━━ Data listing

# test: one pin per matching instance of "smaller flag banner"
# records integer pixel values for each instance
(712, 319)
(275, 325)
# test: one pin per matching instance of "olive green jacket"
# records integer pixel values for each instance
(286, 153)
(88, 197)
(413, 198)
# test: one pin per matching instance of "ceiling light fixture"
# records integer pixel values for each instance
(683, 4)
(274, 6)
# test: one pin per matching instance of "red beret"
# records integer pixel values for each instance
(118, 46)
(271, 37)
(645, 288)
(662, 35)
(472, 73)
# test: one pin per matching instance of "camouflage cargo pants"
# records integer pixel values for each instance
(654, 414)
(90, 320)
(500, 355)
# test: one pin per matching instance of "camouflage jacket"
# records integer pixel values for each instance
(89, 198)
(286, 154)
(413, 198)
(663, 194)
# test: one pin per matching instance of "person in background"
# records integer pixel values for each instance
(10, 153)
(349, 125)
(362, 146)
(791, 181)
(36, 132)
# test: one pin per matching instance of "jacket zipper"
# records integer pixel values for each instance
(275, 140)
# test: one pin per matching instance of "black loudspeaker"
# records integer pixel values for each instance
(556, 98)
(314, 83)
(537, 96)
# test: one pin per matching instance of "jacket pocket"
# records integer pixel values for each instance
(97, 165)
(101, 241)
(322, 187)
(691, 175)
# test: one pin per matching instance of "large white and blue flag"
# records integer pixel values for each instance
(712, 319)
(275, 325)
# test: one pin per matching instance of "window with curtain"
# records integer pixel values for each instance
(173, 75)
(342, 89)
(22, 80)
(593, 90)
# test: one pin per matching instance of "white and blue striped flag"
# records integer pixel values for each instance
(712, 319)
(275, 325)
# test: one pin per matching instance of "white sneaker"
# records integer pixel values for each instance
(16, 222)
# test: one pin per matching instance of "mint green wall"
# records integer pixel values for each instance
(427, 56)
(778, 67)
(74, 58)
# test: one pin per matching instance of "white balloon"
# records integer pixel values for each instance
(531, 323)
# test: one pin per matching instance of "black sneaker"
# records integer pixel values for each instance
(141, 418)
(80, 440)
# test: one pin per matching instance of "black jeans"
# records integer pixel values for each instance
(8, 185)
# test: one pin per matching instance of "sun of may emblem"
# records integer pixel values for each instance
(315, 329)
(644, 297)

━━━━

• _Exercise brief_: Repeat the preceding lines exactly, please, every one of them.

• _Final result_:
# test: one pin per matching instance of "smaller flag banner"
# records integer pixel values for each instance
(712, 319)
(275, 325)
# test: one pin per matching instance of "olive green jacket"
# records integer pixel values for each instance
(286, 153)
(88, 197)
(413, 198)
# test: one pin per matching instance of "ceiling light fixture"
# records integer pixel values for each instance
(683, 4)
(274, 6)
# test: one pin per matching instance of "red beret"
# records integer pixel values for each instance
(118, 46)
(271, 37)
(645, 288)
(662, 35)
(472, 73)
# test: one pin per matching instance of "camouflage cargo pants"
# records integer pixel values for each instance
(654, 414)
(90, 320)
(500, 355)
# test: one pin per matching instance of "camouflage jacket"
# records integer pixel values for each instance
(89, 198)
(286, 154)
(413, 198)
(663, 194)
# test: one pin per matching instance of "person in background"
# records integer pixel values for each instance
(10, 153)
(349, 125)
(362, 146)
(791, 181)
(36, 132)
# test: one pin per matching instance of "jacket zipper"
# records integer pixel values for each instance
(275, 140)
# test: one pin per matching instance of "black loudspeaker"
# records integer pixel values for each instance
(556, 98)
(314, 83)
(537, 96)
# test: one pin per matching instance of "jacket pocket"
# records integer pixel values for each instance
(97, 165)
(101, 241)
(322, 187)
(691, 175)
# test: one pin per matching instance of "large white and blue flag"
# records integer pixel values for each instance
(712, 319)
(275, 325)
# test: one pin per matching instance of "window with curtain"
# records integer pixel values for each instance
(173, 75)
(342, 89)
(22, 80)
(593, 90)
# test: one pin per matching instance of "white and blue striped flag"
# records integer pixel values for each instance
(712, 319)
(275, 325)
# test: one pin per matching instance of "white sneaker"
# records integer pixel values for each instance
(16, 222)
# test: one pin per matching instance of "mint green wall"
# records integer pixel values for each instance
(427, 56)
(778, 67)
(74, 58)
# test: one pin per matching instance of "white balloon"
# records integer pixel values for each instance
(531, 323)
# test: one pin per matching instance of "black sneaker"
# records integer pixel values for each instance
(141, 418)
(80, 440)
# test: one pin per matching instance of "black jeans"
# records integer pixel values for each instance
(8, 185)
# test: one pin per matching instance of "sun of may emblem"
# records integer pixel values for each instance
(315, 329)
(644, 297)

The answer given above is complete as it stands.